§ **SOURCE MATERIAL**
——————
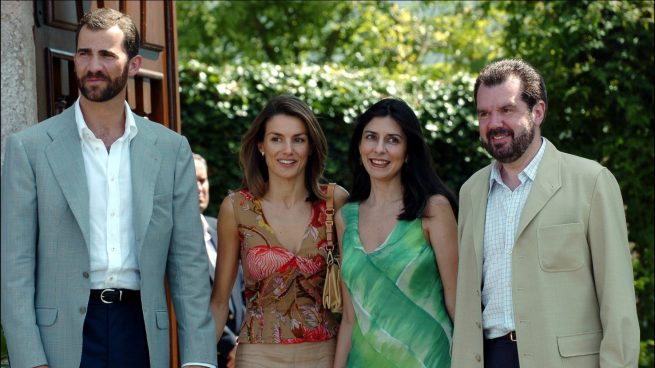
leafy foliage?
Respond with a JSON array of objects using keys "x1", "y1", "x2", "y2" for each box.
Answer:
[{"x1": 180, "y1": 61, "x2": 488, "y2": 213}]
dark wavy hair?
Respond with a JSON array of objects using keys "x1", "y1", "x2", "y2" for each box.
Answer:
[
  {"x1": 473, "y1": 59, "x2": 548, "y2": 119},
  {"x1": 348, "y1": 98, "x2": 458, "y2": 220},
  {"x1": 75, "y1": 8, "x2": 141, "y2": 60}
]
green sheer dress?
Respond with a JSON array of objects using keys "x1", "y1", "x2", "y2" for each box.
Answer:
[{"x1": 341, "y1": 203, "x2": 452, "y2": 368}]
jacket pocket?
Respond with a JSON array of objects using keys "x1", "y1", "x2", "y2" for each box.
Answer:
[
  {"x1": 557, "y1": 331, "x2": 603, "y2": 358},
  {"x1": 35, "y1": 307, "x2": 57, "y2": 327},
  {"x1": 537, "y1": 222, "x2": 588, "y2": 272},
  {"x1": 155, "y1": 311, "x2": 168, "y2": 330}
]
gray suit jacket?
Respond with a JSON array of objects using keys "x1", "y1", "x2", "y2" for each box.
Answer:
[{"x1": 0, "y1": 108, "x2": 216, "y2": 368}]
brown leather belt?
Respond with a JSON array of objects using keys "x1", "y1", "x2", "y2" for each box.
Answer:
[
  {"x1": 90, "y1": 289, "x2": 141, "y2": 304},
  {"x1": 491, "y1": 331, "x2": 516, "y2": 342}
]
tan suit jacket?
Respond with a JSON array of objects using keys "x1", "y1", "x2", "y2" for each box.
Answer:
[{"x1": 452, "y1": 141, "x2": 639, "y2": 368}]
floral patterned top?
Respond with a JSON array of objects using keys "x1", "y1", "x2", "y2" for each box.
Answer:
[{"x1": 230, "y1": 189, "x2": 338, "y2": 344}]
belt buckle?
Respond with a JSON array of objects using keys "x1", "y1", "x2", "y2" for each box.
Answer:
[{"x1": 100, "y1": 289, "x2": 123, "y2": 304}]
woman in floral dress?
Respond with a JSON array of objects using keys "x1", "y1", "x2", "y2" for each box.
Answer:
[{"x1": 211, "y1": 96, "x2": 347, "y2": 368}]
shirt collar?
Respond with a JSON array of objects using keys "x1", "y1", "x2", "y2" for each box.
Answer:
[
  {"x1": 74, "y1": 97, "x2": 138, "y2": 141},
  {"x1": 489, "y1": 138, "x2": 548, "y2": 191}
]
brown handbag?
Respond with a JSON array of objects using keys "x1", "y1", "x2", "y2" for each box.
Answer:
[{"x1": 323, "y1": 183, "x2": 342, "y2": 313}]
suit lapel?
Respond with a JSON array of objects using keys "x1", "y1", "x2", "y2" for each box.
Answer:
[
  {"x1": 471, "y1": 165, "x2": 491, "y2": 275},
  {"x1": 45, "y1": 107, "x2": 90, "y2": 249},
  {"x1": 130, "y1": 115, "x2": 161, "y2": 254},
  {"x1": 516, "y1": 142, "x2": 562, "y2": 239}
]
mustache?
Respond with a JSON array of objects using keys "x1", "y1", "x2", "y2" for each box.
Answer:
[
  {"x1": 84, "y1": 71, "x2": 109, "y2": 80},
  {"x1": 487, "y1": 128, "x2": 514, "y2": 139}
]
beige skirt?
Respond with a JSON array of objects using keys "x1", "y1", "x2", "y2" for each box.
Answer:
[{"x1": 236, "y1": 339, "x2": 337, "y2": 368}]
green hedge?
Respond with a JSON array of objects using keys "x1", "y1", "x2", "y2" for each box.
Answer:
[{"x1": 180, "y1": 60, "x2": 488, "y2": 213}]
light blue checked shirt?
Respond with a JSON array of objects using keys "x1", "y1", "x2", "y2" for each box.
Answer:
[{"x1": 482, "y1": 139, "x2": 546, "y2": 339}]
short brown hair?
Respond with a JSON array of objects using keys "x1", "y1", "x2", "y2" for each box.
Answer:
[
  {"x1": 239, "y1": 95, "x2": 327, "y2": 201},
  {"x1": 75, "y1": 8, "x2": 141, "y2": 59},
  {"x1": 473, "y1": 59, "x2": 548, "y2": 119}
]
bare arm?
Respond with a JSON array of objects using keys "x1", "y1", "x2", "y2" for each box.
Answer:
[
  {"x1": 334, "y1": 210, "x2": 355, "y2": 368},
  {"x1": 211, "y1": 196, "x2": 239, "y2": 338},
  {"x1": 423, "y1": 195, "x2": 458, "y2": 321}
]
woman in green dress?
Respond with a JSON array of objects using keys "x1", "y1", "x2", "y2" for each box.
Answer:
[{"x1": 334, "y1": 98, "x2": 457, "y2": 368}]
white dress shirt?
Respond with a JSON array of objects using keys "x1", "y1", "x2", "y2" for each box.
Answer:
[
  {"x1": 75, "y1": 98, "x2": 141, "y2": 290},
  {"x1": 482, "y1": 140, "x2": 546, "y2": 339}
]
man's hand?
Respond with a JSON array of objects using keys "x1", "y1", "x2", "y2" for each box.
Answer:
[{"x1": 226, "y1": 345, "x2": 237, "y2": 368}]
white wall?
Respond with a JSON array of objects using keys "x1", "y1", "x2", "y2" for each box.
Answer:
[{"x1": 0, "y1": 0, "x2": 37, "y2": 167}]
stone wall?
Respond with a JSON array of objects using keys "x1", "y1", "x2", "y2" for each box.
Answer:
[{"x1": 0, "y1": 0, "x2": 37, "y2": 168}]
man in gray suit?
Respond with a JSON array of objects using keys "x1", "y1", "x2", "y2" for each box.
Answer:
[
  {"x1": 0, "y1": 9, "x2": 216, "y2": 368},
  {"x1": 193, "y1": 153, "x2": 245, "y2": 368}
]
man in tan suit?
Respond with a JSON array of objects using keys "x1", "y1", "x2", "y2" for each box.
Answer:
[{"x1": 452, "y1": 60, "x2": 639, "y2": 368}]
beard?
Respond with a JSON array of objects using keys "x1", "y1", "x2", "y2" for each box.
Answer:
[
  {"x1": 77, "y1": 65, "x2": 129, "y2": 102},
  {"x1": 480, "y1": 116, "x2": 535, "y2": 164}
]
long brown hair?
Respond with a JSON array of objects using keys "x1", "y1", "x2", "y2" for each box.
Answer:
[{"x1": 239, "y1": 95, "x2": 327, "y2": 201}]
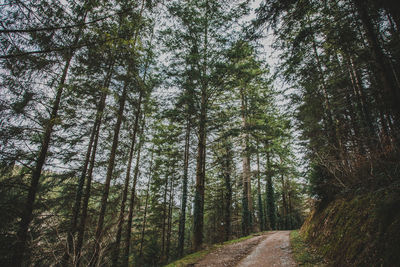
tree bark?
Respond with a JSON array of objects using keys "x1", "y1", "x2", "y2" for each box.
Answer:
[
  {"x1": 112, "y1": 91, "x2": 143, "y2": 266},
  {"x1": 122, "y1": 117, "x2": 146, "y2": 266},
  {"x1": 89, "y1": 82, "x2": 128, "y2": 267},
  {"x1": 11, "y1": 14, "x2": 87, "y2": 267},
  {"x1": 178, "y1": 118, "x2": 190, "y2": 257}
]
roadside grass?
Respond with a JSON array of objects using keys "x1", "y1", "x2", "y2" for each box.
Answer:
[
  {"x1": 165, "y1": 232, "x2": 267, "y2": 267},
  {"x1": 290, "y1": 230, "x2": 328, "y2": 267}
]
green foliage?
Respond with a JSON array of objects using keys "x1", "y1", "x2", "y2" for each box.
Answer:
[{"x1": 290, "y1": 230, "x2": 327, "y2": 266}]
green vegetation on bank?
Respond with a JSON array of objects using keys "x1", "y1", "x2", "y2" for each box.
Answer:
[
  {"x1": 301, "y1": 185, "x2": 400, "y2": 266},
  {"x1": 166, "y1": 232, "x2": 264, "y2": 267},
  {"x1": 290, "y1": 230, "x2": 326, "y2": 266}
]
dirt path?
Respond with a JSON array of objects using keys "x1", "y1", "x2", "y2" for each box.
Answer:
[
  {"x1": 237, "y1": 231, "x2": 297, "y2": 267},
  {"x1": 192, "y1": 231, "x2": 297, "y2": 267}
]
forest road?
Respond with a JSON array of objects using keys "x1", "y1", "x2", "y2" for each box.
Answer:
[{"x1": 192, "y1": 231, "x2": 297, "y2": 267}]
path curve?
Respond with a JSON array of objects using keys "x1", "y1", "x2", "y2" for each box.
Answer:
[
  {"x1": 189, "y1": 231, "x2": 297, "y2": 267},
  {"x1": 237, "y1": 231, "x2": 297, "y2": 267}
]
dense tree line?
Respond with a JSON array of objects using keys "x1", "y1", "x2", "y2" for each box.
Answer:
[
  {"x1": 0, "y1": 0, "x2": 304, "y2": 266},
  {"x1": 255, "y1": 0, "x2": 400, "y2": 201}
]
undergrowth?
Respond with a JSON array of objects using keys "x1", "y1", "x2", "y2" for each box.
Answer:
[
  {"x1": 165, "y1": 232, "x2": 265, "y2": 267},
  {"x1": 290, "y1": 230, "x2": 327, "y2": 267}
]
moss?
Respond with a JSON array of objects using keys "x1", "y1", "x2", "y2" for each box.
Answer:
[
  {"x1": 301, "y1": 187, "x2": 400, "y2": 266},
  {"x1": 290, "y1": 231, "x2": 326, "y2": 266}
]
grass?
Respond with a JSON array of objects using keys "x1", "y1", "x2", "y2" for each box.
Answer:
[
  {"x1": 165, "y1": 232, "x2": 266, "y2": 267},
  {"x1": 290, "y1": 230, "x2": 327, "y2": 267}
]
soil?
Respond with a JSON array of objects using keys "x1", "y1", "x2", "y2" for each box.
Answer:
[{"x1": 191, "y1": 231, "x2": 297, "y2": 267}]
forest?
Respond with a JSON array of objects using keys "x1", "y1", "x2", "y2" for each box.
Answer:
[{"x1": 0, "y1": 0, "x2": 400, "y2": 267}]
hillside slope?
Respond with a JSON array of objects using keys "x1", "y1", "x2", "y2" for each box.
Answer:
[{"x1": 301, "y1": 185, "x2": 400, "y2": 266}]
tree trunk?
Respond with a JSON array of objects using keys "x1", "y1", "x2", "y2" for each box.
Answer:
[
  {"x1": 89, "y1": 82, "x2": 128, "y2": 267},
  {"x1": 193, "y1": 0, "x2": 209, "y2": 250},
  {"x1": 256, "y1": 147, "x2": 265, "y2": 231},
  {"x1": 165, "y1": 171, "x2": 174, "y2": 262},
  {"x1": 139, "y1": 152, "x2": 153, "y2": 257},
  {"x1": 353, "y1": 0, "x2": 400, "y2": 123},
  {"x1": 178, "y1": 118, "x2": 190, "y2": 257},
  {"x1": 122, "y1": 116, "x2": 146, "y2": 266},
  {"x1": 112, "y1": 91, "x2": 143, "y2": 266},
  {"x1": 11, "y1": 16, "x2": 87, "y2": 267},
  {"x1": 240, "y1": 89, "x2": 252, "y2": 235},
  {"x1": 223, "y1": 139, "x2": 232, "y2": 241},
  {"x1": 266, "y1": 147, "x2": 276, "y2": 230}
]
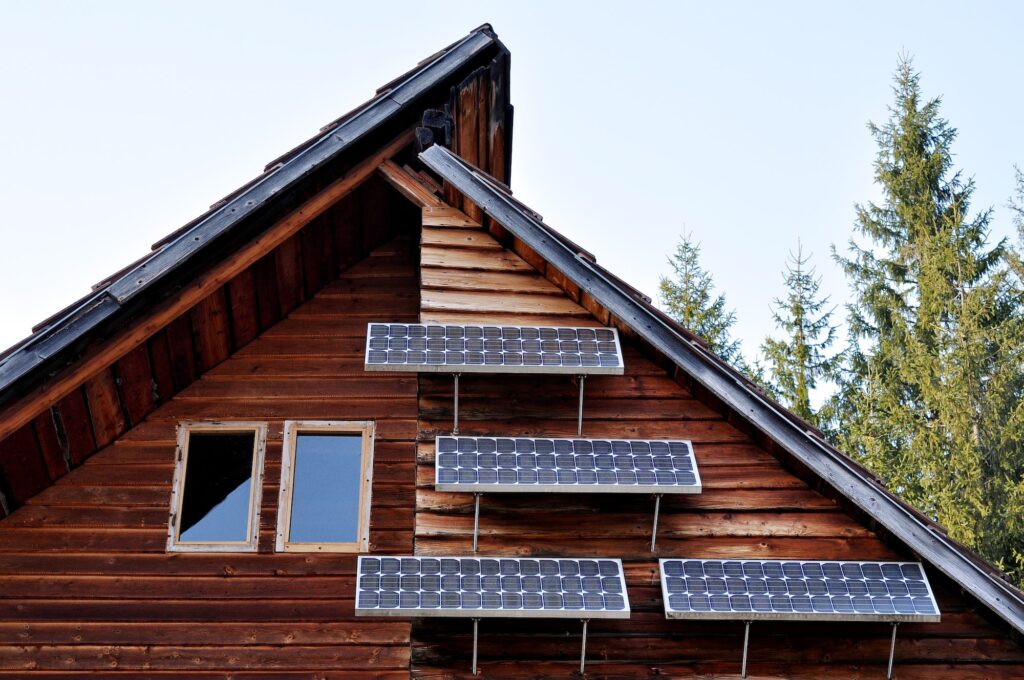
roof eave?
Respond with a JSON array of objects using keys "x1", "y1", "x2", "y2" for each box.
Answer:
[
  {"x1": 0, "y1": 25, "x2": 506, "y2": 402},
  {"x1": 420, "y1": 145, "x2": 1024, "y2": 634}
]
——————
§ **PROBLEM STATEMENT**
Pull out every line in the entries above that contains the word "floral", matching its case exactly.

§ **COMPLETED EXERCISE**
floral patterned top?
woman in floral dress?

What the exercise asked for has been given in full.